§ PROVIDED TEXT
___

Finally, after three hours and 13 minutes, Lorz staggered into the stadium and was greeted with enthusiastic cheers. Alice Roosevelt, daughter of U.S. president Theodore Roosevelt, proudly placed a laurel wreath on Lorz’s head.

There was just one minor problem — it turns out Lorz had cramped up about nine miles into the race, which is when he hitched a ride in his trainer’s car for the next 10 miles until the vehicle broke down at the 19-mile mark, prompting a refreshed Lorz to hop out and finish the race on foot.

The man now known as “Lorz of the Rings”insisted he only broke the winner’s tape as a “joke,” but Olympic officials didn’t find it all that funny. The hoax was revealed just as he was about to receive the gold medal.

He was banned from further competitions but reinstated in time to win the Boston Marathon in 1905. We have no idea what kind of car he was driving.

 

2) The athlete(s): The Tunisian Modern Pentathlon Team

The Olympics: The 1960 Summer Games in Rome 

The agony of defeat: Initially, we considered awarding the gold for Worst Olympic Team to the Italian ice hockey squad that competed at the 1948 Games in St. Moritz, Switzerland.

At the 1948 Games, the Italian team etched its name in legend, losing 22-3 to Czechoslovakia, 16-0 to Switzerland, 31-1 to the USA, 21-1 to eventual gold medallists Canada, 13-7 to Poland, 16-5 to Austria, 23-0 to Sweden, and 14-7 to Great Britain. That’s 24 goals for, and 156 against.

With apologies to the Italian pucksters, they can’t hold a candle to the Tunisian Modern Pentathlon Team when it comes to sheer Olympic badness. Or, as History.com put it: “If at first you can’t succeed, cheat. Words to live by for the inept Tunisian Modern Pentathlon Team in the 1960 Rome Games.”

___

Coordinate annotation records:
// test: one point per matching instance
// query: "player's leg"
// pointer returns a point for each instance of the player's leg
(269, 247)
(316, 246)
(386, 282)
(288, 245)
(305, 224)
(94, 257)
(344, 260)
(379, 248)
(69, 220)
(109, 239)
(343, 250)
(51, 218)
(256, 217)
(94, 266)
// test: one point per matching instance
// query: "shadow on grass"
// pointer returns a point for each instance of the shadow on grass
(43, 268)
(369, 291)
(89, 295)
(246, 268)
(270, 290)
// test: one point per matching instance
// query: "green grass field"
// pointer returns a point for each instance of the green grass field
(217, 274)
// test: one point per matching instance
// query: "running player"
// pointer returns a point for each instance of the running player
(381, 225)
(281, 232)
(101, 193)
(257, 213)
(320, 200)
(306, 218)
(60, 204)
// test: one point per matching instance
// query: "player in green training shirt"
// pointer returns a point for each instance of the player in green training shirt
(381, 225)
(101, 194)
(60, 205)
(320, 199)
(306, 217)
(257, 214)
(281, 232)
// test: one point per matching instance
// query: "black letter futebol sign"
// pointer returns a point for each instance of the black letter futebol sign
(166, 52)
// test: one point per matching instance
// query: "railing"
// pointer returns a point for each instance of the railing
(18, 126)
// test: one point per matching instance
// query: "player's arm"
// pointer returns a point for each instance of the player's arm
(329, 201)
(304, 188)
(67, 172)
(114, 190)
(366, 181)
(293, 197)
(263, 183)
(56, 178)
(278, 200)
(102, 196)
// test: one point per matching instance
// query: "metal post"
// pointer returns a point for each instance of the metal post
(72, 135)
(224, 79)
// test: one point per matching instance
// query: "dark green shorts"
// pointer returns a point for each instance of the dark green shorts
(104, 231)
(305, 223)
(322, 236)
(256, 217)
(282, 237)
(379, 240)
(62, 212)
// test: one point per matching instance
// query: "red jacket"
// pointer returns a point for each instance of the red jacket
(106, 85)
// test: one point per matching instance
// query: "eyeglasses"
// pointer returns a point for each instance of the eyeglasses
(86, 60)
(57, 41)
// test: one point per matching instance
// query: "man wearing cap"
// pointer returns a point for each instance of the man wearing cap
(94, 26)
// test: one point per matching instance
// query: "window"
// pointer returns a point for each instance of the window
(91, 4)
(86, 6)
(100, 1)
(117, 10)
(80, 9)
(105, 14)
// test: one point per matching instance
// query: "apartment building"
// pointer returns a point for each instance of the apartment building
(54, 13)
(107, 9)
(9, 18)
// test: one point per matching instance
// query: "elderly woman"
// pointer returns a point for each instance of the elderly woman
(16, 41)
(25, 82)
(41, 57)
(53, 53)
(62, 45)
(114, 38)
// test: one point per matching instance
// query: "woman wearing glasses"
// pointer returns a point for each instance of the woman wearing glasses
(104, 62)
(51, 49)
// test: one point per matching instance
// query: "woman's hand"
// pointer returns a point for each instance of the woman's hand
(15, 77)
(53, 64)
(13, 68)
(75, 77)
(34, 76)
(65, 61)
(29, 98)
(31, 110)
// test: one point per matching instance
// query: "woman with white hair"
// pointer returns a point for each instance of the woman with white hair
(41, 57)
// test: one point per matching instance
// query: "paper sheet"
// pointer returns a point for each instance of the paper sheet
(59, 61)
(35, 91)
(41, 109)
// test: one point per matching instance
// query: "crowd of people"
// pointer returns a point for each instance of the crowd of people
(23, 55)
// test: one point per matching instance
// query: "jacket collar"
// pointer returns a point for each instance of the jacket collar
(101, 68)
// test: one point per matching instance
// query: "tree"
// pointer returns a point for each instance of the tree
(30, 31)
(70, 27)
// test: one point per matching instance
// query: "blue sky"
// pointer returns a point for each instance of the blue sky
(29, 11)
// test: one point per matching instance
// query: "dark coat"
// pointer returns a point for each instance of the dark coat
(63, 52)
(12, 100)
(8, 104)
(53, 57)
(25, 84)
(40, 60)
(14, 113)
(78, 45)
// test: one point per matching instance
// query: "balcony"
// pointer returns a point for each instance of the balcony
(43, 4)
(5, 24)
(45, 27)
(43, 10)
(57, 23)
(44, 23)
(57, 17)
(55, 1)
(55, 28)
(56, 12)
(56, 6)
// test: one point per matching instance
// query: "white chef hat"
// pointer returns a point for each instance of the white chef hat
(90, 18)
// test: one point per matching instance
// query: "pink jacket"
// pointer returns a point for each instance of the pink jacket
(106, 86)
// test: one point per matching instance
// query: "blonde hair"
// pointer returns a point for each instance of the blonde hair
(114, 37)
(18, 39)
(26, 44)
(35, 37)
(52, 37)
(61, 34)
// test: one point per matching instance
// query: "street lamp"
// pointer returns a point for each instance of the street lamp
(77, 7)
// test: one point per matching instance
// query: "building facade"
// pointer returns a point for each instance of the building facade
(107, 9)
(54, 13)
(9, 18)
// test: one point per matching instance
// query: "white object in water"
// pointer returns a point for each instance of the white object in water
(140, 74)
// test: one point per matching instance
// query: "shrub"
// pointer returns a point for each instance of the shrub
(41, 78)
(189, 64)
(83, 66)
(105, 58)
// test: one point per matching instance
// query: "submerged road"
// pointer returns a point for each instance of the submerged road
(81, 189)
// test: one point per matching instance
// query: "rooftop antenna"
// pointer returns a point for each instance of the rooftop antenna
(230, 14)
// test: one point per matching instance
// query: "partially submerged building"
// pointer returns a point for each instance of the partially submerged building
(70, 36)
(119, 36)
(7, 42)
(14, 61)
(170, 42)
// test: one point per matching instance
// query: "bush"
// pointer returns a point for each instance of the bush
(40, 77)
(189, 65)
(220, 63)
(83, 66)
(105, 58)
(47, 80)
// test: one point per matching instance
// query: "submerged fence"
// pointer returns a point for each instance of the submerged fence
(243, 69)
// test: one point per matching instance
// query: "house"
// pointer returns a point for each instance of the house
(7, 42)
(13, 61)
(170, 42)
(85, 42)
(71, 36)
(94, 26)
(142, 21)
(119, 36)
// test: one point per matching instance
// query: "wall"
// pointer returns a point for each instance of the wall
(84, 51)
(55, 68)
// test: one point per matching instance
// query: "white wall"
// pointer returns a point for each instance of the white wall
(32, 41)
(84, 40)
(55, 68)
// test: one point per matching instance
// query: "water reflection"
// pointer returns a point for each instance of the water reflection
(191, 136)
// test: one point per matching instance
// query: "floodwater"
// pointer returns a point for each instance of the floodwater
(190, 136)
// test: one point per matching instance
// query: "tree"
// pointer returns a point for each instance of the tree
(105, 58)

___

§ DIRECTION 1
Copy the Olympic mishaps text from "The agony of" to "St. Moritz, Switzerland.".
§ DIRECTION 2
Proceed with the Olympic mishaps text, starting after its last sentence.
The records have no connection to the Olympic mishaps text.

§ EXERCISE RESPONSE 1
The agony of defeat: Initially, we considered awarding the gold for Worst Olympic Team to the Italian ice hockey squad that competed at the 1948 Games in St. Moritz, Switzerland.

§ EXERCISE RESPONSE 2
How bad were these guys? Well, apparently they set the standard for ineptitude, even when it came to cheating. According to The Mammoth Book of Losers by Karl Shaw, the Tunisian squad finished a historic last in all five events of the pentathlon and, in some cases failed to score a single point.

In show jumping, the entire team of three fell off their horses. In swimming, one member famously came close to drowning. Wrote Shaw: “The third event was the shooting; one of the team nearly shot an official and they were ordered from the shooting range for fear that they were endangering lives.”

In fencing, the team had a serious handicap — only one person actually knew how to fence. “Hoping nobody would notice, they sent the same team member up three times with his mask on,” the Book of Losers notes. “One of his opponents recognized him as the man he had just fought and the Tunisian was disqualified.”

Notes Shaw: “The total score for Team Tunisia was 5,126, a massive 10,000 points behind the next to last, marking the worst performance by a team in Olympic history.”

If there was a gold medal for cheating, well, these guys wouldn’t have won that, either. But they did fight their way onto our list, and that takes a serious lack of talent.

 

1) The lovable loser: Michael (Eddie the Eagle) Edwards

The Olympics: The 1988 Winter Games in Calgary 

The agony of defeat: When it comes to lovable losers, no one has crash-landed on the Olympic stage with a more resounding thump than the man known as “Eddie the Eagle.” We are putting Eddie at the top of today’s list because, when he took flight at the Calgary Olympics, he finished at the bottom.

Overnight swimming sensation Eric Moussambani from Equatorial Guinea stands on top of the Sydney Harbour Bridge in Sydney Thursday, Sept. 21, 2000. Moussambani became an unlikely hero when he finished last in a 100-metre freestyle heat he had to swim alone after the other competitors were disqualified. (Rob Griffith / The Canadian Press files)
Overnight swimming sensation Eric Moussambani from Equatorial Guinea stands on top of the Sydney Harbour Bridge in Sydney Thursday, Sept. 21, 2000. Moussambani became an unlikely hero when he finished last in a 100-metre freestyle heat he had to swim alone after the other competitors were disqualified. (Rob Griffith / The Canadian Press files)

A drywaller by trade, Eddie, then 24, shot to international stardom in Calgary when, thanks to lax standards, he became the first man to represent Britain in ski jumping since 1929, and nearly killed himself on live TV.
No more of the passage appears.